Marc-Olivier Coppens

Guest Speaker

Prof. Dr. Marc-Olivier Coppens

University College London, United Kingdom

Session: Mechanical and Thermal Preprocessing

Title: Sustainable Process Systems
through Nature-Inspired
Chemical Engineering

March 2nd 2022, Wednesday, 14:00 CET
Vita

Marc-Olivier COPPENS is Ramsay Memorial Professor in Chemical Engineering at University College London (UCL), since 2012, after professorships at Rensselaer Polytechnic Institute (USA) and TU Delft (The Netherlands). Having served as Head of Department of Chemical Engineering for 8 years, he is, since 2021, Vice-Dean for Engineering (Interdisciplinarity, Innovation) at UCL. He directs the UCL Centre for Nature-Inspired Engineering (CNIE), which was granted “Frontier Engineering” (2013) and “Progression” (2019) Awards by EPSRC (UK’s Engineering & Physical Sciences Research Council). He is most recognised for pioneering nature-inspired chemical engineering (NICE) over the past >20 years and developing a systematic nature-inspired solution (NIS) methodology to accelerate innovation and address Grand Challenges. He has published >160 journal articles and has delivered >50 plenaries, keynotes and named lectures. He is Fellow of AIChE, IChemE, RSC, Corresponding Member of the Sächsische Akademie der Wissenschaften (Germany), Qiushi Professor at Zhejiang University (China), and Scientific Council Member for IFP Energies Nouvelles (France). He received the AIChE PSRI Lectureship Award in Fluidization (2017), and School of Engineering Education Awards at Rensselaer (2012) and UCL (2020). He is also the Editor-in-Chief of Chemical Engineering & Processing: Process Intensification and serves on the editorial boards of RSC Molecular Systems Design & Engineering, Powder Technology, and KONA Powder & Particle.

* * *

Work instruction:
Resume the profile of Marc-Olivier Coppens from the point where it stops, continuing the vita past its last sentence.

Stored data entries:
* * *

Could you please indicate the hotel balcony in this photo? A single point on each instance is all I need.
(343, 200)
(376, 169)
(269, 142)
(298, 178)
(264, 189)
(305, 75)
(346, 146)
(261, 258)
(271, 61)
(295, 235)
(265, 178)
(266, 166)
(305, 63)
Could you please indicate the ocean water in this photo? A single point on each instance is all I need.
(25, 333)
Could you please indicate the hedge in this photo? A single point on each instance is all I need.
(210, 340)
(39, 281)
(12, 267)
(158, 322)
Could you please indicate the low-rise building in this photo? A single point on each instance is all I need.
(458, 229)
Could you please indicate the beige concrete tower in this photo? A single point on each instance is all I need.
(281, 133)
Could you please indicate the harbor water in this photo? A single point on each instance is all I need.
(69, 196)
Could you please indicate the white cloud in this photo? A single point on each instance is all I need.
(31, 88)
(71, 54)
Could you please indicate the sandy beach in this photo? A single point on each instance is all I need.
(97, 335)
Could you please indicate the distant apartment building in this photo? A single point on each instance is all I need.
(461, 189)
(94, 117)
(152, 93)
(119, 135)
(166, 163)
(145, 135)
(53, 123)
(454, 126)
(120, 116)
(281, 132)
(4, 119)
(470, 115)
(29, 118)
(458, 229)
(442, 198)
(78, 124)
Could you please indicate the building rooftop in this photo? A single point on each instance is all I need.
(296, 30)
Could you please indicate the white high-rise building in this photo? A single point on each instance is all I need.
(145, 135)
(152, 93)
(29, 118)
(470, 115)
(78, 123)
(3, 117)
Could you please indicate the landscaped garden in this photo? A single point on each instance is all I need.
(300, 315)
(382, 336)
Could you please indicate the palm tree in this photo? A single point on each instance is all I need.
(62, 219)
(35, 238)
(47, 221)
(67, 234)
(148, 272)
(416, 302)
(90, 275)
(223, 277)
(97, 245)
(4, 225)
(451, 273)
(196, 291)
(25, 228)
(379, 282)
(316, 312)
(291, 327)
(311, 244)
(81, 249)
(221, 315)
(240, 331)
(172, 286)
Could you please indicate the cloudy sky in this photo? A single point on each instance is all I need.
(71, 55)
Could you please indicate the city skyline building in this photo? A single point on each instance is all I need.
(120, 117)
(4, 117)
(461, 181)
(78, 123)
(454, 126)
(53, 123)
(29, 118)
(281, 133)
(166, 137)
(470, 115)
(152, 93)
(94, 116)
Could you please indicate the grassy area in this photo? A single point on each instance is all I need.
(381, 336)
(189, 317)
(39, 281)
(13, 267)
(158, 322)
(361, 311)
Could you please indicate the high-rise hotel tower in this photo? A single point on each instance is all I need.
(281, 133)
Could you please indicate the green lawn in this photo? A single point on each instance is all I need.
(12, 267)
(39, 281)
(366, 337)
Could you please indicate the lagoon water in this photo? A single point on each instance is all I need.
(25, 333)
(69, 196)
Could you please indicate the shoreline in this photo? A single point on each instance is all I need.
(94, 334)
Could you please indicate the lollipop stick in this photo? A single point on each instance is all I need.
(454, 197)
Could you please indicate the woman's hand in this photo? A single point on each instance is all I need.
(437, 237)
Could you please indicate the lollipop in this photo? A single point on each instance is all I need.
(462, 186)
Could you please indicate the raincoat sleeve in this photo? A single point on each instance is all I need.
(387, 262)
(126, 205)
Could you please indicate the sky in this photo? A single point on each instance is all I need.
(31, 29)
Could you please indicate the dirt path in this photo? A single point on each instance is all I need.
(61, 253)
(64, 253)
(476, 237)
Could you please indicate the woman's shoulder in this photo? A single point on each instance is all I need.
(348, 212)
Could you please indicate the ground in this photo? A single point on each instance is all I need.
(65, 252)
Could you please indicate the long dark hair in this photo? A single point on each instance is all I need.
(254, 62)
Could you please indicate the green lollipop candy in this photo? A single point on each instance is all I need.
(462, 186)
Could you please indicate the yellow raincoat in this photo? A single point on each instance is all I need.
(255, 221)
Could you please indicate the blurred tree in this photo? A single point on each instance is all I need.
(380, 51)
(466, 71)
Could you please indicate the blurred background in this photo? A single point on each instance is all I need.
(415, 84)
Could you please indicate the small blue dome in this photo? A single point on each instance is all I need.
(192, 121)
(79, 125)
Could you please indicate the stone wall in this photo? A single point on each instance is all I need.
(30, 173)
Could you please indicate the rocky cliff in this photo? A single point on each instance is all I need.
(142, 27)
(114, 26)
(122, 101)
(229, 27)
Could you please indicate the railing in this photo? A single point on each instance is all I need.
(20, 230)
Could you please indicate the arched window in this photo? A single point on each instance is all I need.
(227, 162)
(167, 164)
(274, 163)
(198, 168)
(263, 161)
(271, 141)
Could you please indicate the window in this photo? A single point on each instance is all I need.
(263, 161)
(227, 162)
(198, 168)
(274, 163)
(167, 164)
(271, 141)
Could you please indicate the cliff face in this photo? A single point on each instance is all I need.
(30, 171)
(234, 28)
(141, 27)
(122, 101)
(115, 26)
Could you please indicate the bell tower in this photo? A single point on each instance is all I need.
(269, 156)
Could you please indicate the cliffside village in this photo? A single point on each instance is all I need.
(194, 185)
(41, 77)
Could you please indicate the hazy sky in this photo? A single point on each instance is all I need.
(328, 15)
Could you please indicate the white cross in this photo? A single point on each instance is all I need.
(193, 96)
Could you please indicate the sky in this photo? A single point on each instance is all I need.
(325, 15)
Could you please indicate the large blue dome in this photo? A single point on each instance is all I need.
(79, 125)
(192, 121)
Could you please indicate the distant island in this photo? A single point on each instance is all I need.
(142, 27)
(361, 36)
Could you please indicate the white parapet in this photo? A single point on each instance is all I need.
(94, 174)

* * *

Result of the exercise:
Abstract

Sustainable Process Systems through Nature-Inspired Chemical Engineering

Tackling Grand Challenges in energy and sustainable manufacturing, framed by the UN Sustainable Development Goals (SDGs), but also economic requirements, requires step-changes through transformative approaches and interdisciplinary thinking, beyond incremental variations on traditional designs. We turn to nature for inspiration, because nature provides us with examples of solutions, perfected over the eons, to similar challenges as those we encounter in technology, such as scalability, efficiency, and resilience. However, such solutions from nature cannot be copied: their underpinning mechanisms need to be understood, before adopting and adapting them to the different context of industrial applications. This can be achieved via a systematic, nature-inspired solution (NIS) methodology, developed and applied at UCL’s Centre for Nature-Inspired Engineering (CNIE), to accelerate innovation and sustainable development. I will illustrate this approach with examples related to chemical engineering (NICE) for process intensification, from fluidized beds to hierarchically structured catalysts, fuel cells, and membrane separations.